_WORK REQUEST_
Each line that has the string "blue" must be copied from the records below.
Segment Start: ENTRIES SUPPLIED
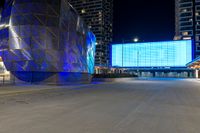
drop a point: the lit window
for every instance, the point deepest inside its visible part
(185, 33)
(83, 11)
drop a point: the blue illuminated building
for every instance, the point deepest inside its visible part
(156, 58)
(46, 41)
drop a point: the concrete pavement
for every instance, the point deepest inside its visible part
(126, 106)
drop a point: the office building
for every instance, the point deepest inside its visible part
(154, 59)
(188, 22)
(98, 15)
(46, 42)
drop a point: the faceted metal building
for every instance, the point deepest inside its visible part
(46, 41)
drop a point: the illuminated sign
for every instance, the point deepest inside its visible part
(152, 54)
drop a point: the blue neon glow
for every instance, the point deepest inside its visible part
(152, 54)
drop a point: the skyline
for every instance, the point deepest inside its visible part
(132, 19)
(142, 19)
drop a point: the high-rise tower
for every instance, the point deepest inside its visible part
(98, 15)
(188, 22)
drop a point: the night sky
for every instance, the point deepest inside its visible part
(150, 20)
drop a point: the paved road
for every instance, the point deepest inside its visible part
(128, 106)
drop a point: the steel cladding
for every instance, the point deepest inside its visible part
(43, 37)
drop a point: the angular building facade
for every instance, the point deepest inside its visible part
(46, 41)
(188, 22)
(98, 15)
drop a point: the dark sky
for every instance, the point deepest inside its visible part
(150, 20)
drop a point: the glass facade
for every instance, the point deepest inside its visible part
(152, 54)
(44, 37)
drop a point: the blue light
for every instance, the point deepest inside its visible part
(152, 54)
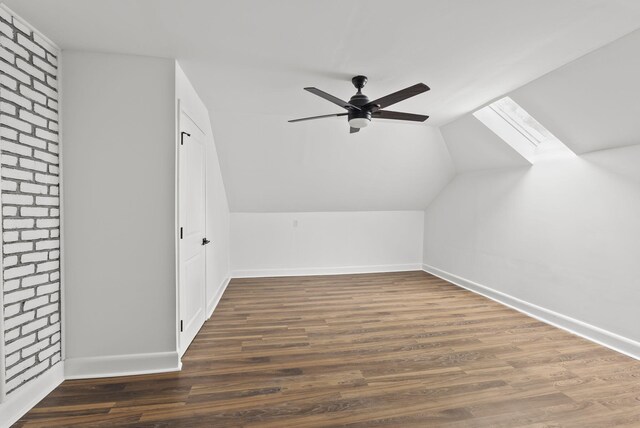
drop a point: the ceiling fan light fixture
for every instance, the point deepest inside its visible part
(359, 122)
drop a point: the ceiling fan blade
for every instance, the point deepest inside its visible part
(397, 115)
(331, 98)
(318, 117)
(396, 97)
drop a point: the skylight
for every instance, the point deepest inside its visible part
Segment End: ENTRIES SUPPLIED
Segment Start: ENTRIES SUPPLIED
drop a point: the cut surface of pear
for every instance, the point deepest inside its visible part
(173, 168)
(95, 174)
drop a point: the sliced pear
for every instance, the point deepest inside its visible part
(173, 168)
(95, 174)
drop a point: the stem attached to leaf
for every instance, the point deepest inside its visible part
Segment End: ENTRIES SUPPLIED
Segment Start: ENTRIES SUPPLIED
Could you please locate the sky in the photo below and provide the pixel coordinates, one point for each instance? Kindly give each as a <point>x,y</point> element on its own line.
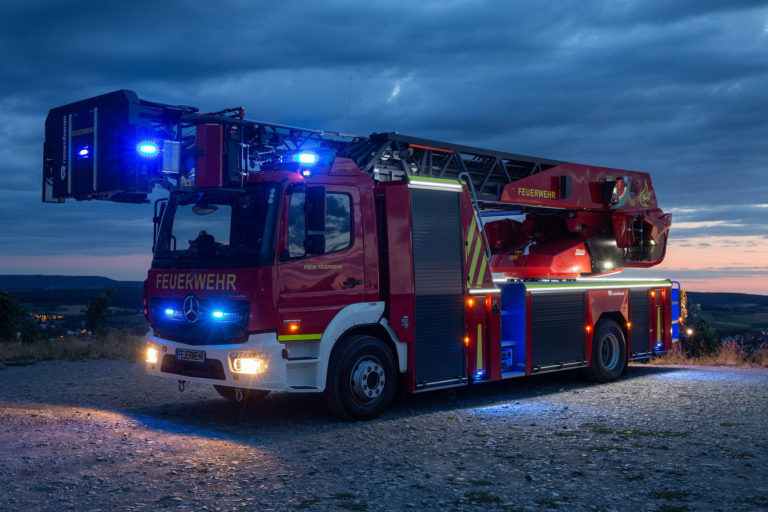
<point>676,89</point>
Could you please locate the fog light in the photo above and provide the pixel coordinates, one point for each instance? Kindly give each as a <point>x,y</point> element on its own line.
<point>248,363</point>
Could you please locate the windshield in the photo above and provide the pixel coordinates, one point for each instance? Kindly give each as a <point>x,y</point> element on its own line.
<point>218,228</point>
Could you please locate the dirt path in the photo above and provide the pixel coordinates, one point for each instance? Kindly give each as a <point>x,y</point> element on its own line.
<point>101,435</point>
Segment End: ENTRIES SUPPLIED
_EXERCISE SOLUTION_
drop a point: the blue illuminated building
drop a point: the blue neon glow
drop a point: the blue light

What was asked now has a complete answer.